--- start of DATASET ---
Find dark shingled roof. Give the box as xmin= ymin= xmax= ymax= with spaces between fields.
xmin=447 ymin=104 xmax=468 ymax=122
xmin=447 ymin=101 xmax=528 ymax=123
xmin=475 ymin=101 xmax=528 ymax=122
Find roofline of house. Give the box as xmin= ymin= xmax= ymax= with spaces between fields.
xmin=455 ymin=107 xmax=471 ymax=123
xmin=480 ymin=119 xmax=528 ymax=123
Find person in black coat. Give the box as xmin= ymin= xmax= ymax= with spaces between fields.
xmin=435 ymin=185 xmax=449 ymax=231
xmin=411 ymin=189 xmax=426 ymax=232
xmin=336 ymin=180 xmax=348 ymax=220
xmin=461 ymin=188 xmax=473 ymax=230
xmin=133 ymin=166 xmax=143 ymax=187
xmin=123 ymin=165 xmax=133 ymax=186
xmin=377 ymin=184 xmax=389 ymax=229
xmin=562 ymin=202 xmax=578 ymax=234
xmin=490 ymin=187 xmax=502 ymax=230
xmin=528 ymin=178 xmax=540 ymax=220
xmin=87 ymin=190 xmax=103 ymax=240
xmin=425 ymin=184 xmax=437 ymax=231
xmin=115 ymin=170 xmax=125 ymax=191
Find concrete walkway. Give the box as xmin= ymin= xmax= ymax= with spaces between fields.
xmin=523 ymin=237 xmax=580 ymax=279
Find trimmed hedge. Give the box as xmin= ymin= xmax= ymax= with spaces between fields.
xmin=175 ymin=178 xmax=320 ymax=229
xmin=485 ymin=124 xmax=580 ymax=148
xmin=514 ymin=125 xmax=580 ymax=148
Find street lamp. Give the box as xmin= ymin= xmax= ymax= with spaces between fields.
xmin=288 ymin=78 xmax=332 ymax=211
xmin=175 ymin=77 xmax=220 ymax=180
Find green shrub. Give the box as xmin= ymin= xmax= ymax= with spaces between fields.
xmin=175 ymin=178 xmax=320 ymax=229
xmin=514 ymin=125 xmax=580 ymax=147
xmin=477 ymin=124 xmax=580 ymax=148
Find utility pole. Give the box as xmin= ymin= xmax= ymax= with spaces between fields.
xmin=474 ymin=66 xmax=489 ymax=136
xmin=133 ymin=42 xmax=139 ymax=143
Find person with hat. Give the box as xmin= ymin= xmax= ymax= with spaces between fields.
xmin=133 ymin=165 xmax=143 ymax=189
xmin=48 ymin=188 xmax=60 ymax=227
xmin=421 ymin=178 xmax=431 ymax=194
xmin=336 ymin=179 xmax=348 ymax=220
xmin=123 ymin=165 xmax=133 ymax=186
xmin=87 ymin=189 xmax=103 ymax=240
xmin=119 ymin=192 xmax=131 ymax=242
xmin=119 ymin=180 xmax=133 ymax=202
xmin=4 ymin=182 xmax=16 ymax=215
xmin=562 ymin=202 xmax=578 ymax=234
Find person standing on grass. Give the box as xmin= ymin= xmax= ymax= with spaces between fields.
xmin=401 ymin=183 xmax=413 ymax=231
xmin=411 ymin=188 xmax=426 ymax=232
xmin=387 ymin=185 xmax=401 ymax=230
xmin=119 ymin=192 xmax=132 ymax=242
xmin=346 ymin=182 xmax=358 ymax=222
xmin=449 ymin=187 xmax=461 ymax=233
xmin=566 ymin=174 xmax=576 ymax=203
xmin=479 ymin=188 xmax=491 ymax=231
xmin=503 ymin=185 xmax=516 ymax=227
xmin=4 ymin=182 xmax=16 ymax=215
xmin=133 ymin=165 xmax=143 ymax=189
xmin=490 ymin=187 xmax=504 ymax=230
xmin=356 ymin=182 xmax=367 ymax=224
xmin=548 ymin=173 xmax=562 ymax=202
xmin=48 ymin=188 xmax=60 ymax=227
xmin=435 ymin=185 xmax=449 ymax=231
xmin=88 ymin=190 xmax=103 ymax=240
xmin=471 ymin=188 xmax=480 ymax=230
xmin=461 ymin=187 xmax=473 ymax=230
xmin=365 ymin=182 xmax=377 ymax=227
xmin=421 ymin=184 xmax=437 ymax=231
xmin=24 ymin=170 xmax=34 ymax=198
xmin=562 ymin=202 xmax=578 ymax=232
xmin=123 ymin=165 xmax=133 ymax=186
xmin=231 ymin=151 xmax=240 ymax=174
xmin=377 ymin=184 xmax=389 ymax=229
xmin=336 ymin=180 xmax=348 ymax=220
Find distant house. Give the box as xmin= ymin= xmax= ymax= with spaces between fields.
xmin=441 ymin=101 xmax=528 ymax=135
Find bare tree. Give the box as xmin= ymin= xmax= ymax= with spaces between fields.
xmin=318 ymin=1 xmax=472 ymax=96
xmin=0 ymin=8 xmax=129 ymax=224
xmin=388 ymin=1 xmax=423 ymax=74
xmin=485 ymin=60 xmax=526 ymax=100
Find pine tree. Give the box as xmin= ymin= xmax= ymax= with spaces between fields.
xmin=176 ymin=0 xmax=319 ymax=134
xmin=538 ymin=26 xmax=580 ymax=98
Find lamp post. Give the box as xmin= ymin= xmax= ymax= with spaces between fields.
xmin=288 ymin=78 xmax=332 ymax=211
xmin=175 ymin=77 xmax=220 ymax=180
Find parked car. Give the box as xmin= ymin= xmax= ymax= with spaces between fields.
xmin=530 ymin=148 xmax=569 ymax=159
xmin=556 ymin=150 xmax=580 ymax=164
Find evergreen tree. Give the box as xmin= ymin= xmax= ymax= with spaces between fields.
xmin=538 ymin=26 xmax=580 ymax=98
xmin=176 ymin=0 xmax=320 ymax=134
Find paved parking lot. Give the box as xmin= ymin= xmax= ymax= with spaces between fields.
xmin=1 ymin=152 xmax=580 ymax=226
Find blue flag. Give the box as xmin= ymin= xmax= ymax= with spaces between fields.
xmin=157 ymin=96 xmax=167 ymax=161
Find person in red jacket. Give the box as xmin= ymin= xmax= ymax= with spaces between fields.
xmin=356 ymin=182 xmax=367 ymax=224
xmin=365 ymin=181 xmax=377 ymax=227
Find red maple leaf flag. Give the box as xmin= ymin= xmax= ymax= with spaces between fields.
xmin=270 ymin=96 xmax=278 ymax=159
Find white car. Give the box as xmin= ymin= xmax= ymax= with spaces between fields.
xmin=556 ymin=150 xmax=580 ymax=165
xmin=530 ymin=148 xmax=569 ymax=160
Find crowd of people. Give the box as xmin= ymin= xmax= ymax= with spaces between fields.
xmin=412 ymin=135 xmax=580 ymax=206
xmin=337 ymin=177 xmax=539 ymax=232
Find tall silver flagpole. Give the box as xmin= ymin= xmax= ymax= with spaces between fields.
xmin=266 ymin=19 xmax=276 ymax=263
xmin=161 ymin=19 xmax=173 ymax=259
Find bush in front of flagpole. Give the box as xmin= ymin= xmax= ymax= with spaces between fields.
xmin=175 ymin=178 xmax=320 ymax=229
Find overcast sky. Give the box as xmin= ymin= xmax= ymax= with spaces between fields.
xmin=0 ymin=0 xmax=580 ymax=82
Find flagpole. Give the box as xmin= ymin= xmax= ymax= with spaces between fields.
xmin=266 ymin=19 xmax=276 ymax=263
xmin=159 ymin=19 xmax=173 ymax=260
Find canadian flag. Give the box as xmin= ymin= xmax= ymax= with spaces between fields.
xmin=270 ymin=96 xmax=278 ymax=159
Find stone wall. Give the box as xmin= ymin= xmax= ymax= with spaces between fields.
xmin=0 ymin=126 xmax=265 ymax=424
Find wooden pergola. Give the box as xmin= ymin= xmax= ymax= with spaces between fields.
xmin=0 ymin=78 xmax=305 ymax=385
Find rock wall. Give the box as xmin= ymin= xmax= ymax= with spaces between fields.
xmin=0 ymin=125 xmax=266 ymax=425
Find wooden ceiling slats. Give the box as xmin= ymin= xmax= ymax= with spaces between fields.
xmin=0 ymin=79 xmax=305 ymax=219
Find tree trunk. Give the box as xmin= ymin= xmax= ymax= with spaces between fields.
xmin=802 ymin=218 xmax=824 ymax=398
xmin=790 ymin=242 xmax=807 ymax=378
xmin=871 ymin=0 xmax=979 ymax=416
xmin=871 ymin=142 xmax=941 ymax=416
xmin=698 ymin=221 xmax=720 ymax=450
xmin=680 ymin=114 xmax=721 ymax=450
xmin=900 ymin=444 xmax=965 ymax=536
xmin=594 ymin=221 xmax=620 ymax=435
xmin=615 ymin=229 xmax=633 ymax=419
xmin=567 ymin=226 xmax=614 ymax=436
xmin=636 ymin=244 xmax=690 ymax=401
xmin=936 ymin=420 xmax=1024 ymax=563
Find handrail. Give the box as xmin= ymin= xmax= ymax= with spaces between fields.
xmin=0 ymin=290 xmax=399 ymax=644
--- end of DATASET ---
Can you copy the records exactly, from the line containing "Find parked car." through the line containing "xmin=530 ymin=148 xmax=569 ymax=160", with both of those lines included?

Find parked car. Give the box as xmin= ymin= xmax= ymax= with spaces between fields.
xmin=530 ymin=148 xmax=569 ymax=159
xmin=556 ymin=150 xmax=580 ymax=164
Find evergreen tree. Give the box as xmin= ymin= xmax= ymax= with spaces between fields.
xmin=538 ymin=26 xmax=580 ymax=98
xmin=176 ymin=0 xmax=320 ymax=134
Find paved parking lot. Give the box as xmin= ymin= xmax= ymax= with spaces between fields.
xmin=1 ymin=152 xmax=580 ymax=226
Find blue flag. Give the box as xmin= ymin= xmax= ymax= with spaces between fields.
xmin=157 ymin=96 xmax=167 ymax=161
Find person in red jacket. Give the box as xmin= ymin= xmax= ymax= with spaces between fields.
xmin=356 ymin=182 xmax=367 ymax=224
xmin=365 ymin=181 xmax=377 ymax=227
Find red maple leaf flag. Give the box as xmin= ymin= xmax= ymax= with spaces between fields.
xmin=270 ymin=96 xmax=278 ymax=159
Find white car. Give the box as xmin= ymin= xmax= ymax= with spaces between fields.
xmin=556 ymin=150 xmax=580 ymax=165
xmin=530 ymin=148 xmax=569 ymax=160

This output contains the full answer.